*** Block opens ***
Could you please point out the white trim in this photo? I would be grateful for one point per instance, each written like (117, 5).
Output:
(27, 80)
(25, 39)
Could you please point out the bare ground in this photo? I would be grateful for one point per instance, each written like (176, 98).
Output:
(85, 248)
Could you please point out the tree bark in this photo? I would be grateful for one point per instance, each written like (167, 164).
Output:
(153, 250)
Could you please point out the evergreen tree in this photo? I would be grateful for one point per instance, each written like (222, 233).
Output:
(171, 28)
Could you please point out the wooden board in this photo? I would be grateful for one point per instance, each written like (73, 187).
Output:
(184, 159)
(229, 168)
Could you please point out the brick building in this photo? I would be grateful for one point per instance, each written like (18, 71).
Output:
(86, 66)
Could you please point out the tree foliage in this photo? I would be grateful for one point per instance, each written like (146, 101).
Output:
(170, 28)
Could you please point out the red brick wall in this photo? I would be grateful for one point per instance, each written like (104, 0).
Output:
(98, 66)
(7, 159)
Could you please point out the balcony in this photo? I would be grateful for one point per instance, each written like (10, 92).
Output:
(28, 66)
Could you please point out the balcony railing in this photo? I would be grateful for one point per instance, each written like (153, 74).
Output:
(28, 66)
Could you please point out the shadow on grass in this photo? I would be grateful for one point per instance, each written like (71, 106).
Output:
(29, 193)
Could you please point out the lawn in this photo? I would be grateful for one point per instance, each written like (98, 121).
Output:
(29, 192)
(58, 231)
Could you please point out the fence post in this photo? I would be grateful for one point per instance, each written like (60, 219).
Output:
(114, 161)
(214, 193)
*** Block closes ***
Copy all lines of the preceding data that hold the word "brick".

Could you please point out the brick building in this photo? I would be grateful for one point per instance, each written like (18, 71).
Could you please point out the red brick wall in this photo? I would be grateful for one point per instance, each written like (104, 0).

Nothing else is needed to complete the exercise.